Your goal – Retype, word for word, the lines from the first line of the entries through the line that holds "Target: picture frame"; leave out the pictures.

Natural-language object grounding data –
>>>

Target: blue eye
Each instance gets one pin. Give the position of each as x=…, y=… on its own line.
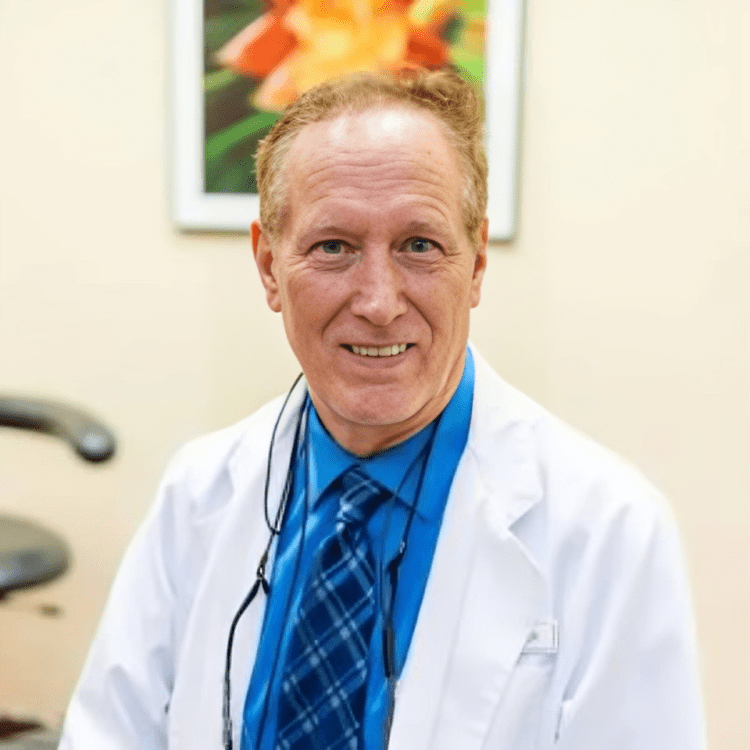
x=331, y=247
x=419, y=245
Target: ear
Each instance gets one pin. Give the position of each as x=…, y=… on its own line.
x=480, y=261
x=264, y=259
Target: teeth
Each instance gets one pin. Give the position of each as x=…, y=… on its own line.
x=383, y=351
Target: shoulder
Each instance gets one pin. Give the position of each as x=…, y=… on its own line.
x=203, y=472
x=578, y=485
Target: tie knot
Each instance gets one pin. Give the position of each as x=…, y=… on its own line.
x=359, y=497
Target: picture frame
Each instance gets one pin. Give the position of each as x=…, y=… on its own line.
x=194, y=209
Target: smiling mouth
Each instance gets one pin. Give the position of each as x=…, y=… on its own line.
x=377, y=351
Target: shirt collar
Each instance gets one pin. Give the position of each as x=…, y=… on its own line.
x=328, y=459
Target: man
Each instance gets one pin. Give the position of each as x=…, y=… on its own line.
x=448, y=567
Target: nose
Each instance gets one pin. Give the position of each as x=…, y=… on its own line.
x=378, y=287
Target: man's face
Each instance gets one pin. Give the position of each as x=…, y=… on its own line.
x=374, y=273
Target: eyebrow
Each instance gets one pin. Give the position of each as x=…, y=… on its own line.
x=417, y=226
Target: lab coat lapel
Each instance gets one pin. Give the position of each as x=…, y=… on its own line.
x=236, y=551
x=484, y=593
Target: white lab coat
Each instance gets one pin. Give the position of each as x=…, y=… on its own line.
x=556, y=614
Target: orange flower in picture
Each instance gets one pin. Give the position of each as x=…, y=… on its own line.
x=297, y=45
x=259, y=60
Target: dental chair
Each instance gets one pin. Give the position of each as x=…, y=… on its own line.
x=30, y=554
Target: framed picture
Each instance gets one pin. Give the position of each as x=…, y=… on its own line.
x=238, y=63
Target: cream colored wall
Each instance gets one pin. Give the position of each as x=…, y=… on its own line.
x=622, y=305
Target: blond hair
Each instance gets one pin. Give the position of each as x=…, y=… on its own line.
x=444, y=94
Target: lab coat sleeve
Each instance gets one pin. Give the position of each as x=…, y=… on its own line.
x=629, y=664
x=122, y=699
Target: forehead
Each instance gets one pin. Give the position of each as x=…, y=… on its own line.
x=385, y=160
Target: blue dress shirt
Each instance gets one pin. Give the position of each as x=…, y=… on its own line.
x=310, y=519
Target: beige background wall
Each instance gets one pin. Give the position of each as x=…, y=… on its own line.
x=622, y=305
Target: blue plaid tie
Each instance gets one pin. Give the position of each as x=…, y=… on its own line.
x=322, y=700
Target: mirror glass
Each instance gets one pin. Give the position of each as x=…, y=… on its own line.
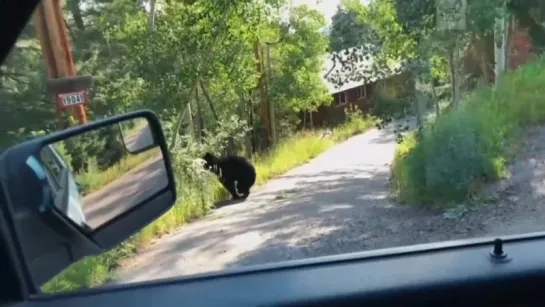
x=94, y=177
x=136, y=135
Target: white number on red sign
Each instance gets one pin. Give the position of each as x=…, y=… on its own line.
x=72, y=99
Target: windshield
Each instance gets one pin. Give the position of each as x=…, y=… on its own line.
x=362, y=124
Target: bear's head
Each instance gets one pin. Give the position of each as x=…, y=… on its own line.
x=211, y=162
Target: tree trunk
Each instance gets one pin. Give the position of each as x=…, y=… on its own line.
x=180, y=119
x=151, y=18
x=270, y=102
x=499, y=46
x=248, y=136
x=199, y=114
x=209, y=102
x=76, y=13
x=263, y=106
x=454, y=75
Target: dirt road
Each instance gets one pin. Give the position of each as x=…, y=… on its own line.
x=336, y=203
x=125, y=192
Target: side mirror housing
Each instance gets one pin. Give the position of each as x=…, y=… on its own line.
x=81, y=191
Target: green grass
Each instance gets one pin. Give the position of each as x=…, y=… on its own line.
x=471, y=145
x=303, y=146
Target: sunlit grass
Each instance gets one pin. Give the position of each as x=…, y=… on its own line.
x=472, y=144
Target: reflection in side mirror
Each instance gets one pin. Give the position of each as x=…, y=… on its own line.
x=94, y=177
x=136, y=135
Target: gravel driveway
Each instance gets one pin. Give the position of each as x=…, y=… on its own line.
x=336, y=203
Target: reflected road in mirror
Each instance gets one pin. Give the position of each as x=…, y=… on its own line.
x=94, y=177
x=138, y=138
x=120, y=196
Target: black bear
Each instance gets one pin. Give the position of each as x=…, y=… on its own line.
x=235, y=173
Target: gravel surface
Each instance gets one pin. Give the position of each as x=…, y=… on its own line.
x=339, y=202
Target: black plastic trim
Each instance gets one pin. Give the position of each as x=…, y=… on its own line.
x=445, y=274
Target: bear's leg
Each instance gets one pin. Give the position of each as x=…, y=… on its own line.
x=245, y=191
x=230, y=186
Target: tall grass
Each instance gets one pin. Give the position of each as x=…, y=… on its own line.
x=471, y=144
x=195, y=200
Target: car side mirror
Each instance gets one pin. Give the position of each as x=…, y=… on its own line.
x=82, y=191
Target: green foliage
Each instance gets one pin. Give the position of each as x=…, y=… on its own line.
x=296, y=82
x=347, y=32
x=468, y=145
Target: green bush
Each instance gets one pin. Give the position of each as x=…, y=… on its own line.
x=469, y=145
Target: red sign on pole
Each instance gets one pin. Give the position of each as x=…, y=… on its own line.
x=67, y=100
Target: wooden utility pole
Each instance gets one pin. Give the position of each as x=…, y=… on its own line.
x=57, y=53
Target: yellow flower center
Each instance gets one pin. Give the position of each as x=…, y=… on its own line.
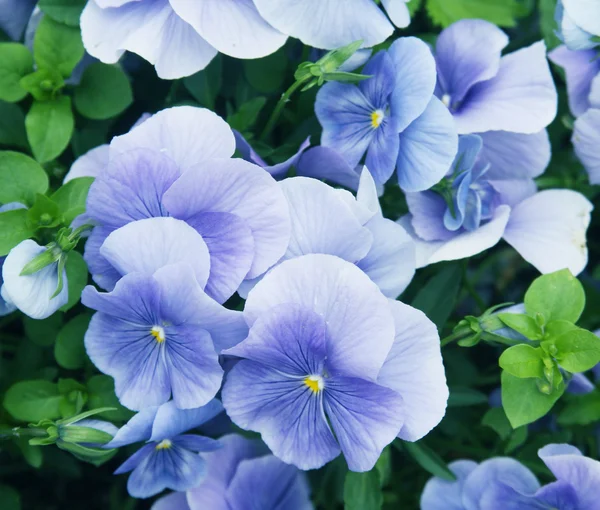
x=158, y=332
x=315, y=382
x=377, y=118
x=165, y=444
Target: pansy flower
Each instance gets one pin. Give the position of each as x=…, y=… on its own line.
x=391, y=119
x=240, y=470
x=477, y=204
x=171, y=458
x=178, y=37
x=331, y=365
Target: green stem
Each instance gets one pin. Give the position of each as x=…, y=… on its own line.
x=279, y=108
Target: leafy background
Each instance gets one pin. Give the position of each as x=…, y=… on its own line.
x=56, y=114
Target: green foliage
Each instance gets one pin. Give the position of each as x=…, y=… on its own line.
x=104, y=92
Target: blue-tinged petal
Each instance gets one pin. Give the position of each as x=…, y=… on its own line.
x=137, y=429
x=184, y=303
x=427, y=148
x=90, y=164
x=467, y=52
x=131, y=188
x=415, y=79
x=170, y=467
x=233, y=27
x=287, y=413
x=586, y=13
x=365, y=417
x=414, y=369
x=586, y=137
x=390, y=262
x=496, y=478
x=580, y=69
x=169, y=421
x=186, y=134
x=345, y=114
x=398, y=12
x=287, y=338
x=231, y=248
x=558, y=495
x=440, y=494
x=378, y=88
x=32, y=294
x=549, y=230
x=569, y=465
x=352, y=305
x=521, y=98
x=221, y=467
x=272, y=484
x=145, y=246
x=173, y=501
x=240, y=188
x=326, y=163
x=327, y=25
x=321, y=222
x=515, y=155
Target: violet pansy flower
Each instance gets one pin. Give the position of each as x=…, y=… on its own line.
x=178, y=37
x=171, y=457
x=330, y=365
x=505, y=483
x=391, y=119
x=330, y=24
x=240, y=470
x=477, y=204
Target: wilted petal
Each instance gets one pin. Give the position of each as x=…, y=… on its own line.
x=521, y=98
x=233, y=27
x=549, y=230
x=414, y=369
x=327, y=25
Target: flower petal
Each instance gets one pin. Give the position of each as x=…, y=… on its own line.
x=286, y=412
x=521, y=98
x=365, y=417
x=414, y=369
x=360, y=325
x=549, y=230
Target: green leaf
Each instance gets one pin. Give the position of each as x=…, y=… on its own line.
x=63, y=11
x=101, y=393
x=523, y=324
x=77, y=276
x=205, y=85
x=14, y=228
x=12, y=126
x=556, y=296
x=49, y=127
x=57, y=46
x=71, y=198
x=523, y=361
x=15, y=62
x=581, y=410
x=438, y=296
x=247, y=115
x=21, y=178
x=464, y=397
x=428, y=459
x=578, y=350
x=523, y=401
x=43, y=332
x=33, y=401
x=69, y=349
x=10, y=498
x=446, y=12
x=104, y=92
x=362, y=491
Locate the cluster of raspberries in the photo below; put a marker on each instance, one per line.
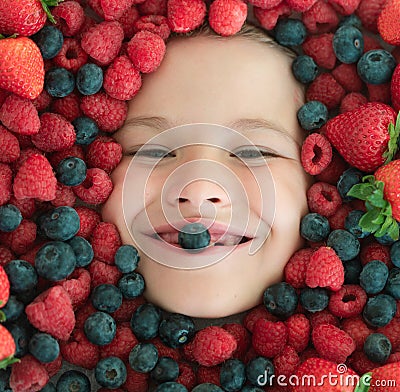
(127, 39)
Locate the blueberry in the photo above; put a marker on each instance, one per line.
(127, 258)
(145, 321)
(73, 380)
(280, 299)
(86, 130)
(100, 328)
(304, 69)
(176, 330)
(22, 275)
(60, 224)
(373, 276)
(59, 82)
(393, 283)
(345, 244)
(232, 375)
(194, 236)
(314, 227)
(83, 250)
(379, 310)
(71, 171)
(131, 285)
(166, 369)
(10, 217)
(143, 357)
(376, 66)
(110, 372)
(312, 115)
(315, 299)
(290, 32)
(49, 40)
(44, 347)
(260, 371)
(348, 44)
(89, 79)
(55, 261)
(106, 297)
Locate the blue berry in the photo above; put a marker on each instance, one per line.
(304, 69)
(60, 224)
(73, 380)
(83, 251)
(89, 79)
(345, 244)
(131, 285)
(86, 130)
(55, 261)
(145, 321)
(71, 171)
(176, 330)
(22, 275)
(166, 369)
(312, 115)
(290, 32)
(376, 66)
(100, 328)
(59, 82)
(127, 258)
(348, 44)
(379, 310)
(10, 217)
(280, 299)
(110, 372)
(314, 299)
(44, 347)
(50, 40)
(314, 227)
(106, 297)
(260, 371)
(232, 375)
(373, 276)
(143, 357)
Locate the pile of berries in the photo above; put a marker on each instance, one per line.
(69, 290)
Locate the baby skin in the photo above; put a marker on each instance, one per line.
(246, 88)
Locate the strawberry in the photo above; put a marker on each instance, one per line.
(21, 67)
(365, 137)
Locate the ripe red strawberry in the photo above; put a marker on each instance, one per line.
(21, 67)
(362, 136)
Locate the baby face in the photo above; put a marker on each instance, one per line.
(212, 137)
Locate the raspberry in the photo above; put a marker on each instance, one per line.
(52, 312)
(19, 115)
(28, 375)
(320, 18)
(347, 302)
(103, 41)
(71, 56)
(10, 146)
(269, 337)
(70, 17)
(226, 17)
(323, 199)
(79, 351)
(332, 343)
(184, 16)
(96, 188)
(122, 80)
(109, 113)
(56, 133)
(213, 345)
(35, 179)
(146, 50)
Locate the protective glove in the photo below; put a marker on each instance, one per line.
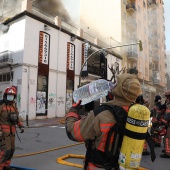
(22, 130)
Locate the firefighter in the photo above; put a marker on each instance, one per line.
(157, 113)
(94, 128)
(166, 122)
(140, 100)
(9, 118)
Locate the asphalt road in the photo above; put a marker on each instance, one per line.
(54, 142)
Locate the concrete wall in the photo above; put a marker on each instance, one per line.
(23, 39)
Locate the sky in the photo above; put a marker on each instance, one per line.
(167, 24)
(74, 10)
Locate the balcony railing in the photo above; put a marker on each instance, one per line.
(132, 55)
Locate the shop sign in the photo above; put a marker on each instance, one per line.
(44, 44)
(85, 47)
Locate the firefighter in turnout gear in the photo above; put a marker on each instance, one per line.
(95, 128)
(166, 122)
(9, 118)
(157, 113)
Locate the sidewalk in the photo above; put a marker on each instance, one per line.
(44, 122)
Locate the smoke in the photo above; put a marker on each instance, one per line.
(6, 6)
(52, 7)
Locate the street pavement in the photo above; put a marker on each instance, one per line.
(44, 122)
(159, 164)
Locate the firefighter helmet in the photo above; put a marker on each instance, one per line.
(162, 131)
(10, 90)
(167, 93)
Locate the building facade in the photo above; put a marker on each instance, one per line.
(43, 57)
(128, 21)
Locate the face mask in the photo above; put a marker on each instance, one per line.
(10, 97)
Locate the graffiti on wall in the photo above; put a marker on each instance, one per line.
(41, 101)
(51, 100)
(60, 100)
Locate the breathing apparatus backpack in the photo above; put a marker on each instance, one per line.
(109, 158)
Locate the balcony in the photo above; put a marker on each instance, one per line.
(132, 55)
(131, 7)
(6, 58)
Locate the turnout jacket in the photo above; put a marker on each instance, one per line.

<<<

Written reply –
Target: blue eye
Each instance gets one pin. Give the position of each as x=…, y=… on its own line.
x=331, y=247
x=419, y=245
Target: ear
Each instance gets one pin. Give the position of each as x=…, y=… on its own line.
x=480, y=261
x=264, y=259
Target: teeth
Each instance gets one pin. Give the position of each as x=…, y=… on its own line.
x=383, y=351
Target: shoulder
Each instance gets one pin. Give the position of each as x=…, y=… on its own line.
x=203, y=472
x=578, y=485
Target: tie knot
Each instance gets one pin. Give the position of each as x=…, y=… on its own line.
x=359, y=497
Target: picture frame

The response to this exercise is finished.